TEXTO PARA LEITURA:
◇ ◇ ◇ ◇ ◇

Prazer ainda em andar "chutando tampinhas"; andar à toa de bicicleta; nadar; tomar uma bebida solitariamente, papel e caneta na mão, apreciando as vicissitudes domingueiras das ruas, o silêncio, e ler sempre. Estar vagabundo é dos melhores prazeres "desta e da outra vida". Bem, a outra é a vagabundagem suprema: perder-se para sempre em repouso "eterno". O deixar de ser quem sou com leveza. Um grande descanso de mim. Fabuloso! Julgo religião uma coisa muito estranha.

MISSÃO

a Izolda

Enviaram-me aqui.
Nunca duvidei das intenções.
Nunca pedi.
Nunca perguntei.
Fui instruído a observar
Seus pequenos movimentos
De dedos ao descascar laranjas;
Ao afagar crianças;
Os olhares de quem nunca fecha
As janelas; as luzes governadas
Pelas nuvens.
Permitam-me que fique;
Destruam-me a memória
Para que habitante
Não me façam mensageiro.
Peço apenas a manhã que jamais anoitece
E que desapareça logo,
No fio das águas frescas.

agosto de 2009

domingo, 2 de agosto de 2009

DE NOVO, O MESMO

Como é de conhecimento e tédio de alguns todos, não há consolo: a juvenilidade é menina dos olhos das empresas, que vê aí ambição, arrojo e competitividade. A promessa de ascensão funciona como a cenoura presa à vara, nas fuças da mula ("Crescer com a empresa!" - "Só nos interessa mão de obra com valor agregado" Argh!). Não falam língua portuguesa, tagarelam por clichês - sinal ostensivo de imbecilidade empavonada.

◇ ◇ ◇ ◇ ◇

DADOS DE ENTRADA:
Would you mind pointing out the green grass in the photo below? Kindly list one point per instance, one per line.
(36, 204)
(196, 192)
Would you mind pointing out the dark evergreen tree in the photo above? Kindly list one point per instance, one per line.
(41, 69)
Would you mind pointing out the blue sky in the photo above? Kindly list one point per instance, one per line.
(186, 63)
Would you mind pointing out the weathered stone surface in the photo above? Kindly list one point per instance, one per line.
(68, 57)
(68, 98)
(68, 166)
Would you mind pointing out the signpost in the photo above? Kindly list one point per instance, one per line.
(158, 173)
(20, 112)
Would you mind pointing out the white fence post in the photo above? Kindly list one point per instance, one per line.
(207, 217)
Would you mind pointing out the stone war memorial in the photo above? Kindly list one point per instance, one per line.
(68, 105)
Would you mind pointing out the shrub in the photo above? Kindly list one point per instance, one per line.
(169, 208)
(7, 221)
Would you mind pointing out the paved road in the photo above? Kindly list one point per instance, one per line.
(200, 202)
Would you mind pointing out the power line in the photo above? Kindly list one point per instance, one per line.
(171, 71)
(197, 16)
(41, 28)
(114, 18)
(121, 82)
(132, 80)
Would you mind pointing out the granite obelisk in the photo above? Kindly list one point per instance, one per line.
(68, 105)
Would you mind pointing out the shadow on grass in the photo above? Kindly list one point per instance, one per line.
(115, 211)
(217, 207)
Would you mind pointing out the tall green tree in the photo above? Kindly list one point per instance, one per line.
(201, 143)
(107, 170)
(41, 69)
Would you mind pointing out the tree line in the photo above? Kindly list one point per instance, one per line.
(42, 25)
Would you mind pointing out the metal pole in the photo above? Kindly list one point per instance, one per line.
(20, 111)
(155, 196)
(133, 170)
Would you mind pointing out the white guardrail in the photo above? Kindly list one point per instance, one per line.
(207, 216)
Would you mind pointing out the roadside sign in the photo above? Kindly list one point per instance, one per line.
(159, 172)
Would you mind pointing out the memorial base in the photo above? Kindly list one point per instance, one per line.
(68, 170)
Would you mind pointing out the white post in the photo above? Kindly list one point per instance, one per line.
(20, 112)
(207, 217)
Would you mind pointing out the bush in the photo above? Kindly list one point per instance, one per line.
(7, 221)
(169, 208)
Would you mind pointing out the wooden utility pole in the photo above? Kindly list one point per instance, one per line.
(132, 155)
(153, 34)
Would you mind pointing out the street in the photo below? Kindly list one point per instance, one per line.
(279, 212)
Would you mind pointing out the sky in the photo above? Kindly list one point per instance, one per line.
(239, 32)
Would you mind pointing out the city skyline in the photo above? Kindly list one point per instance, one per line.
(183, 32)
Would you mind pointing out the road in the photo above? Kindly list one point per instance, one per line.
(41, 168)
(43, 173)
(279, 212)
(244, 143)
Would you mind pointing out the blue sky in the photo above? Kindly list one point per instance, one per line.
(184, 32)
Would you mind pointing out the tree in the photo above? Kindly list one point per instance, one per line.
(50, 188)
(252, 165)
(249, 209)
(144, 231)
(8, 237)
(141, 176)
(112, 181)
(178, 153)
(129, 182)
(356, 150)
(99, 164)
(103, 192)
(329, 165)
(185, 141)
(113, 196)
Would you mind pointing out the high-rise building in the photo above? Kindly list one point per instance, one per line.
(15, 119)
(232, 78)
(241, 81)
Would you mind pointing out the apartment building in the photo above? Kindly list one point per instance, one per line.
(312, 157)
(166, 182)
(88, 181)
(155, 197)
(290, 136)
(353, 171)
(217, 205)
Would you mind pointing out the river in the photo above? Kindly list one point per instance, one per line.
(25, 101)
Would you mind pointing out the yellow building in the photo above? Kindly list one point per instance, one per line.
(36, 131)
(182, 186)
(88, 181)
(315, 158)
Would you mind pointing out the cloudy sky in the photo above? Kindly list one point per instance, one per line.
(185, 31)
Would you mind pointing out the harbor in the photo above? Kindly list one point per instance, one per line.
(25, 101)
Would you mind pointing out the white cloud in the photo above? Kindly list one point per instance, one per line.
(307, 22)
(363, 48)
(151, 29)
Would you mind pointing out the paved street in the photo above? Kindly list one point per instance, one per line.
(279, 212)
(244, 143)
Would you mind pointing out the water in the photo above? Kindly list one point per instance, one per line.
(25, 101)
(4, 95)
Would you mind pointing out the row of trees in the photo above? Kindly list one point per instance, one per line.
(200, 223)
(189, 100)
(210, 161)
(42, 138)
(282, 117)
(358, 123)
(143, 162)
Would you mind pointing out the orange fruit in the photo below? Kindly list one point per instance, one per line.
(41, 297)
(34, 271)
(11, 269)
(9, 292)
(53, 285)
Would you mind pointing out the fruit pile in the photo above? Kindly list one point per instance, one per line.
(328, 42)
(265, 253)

◇ ◇ ◇ ◇ ◇

ATIVIDADE:
Transcreva, por favor, o trecho do texto para leitura que vai de "Permitam-me que fique;" até "das águas frescas.", inclusive. As linhas formam um material à parte, independente do texto para leitura.

RESPOSTA:
Permitam-me que fique;
Destruam-me a memória
Para que habitante
Não me façam mensageiro.
Peço apenas a manhã que jamais anoitece
E que desapareça logo,
No fio das águas frescas.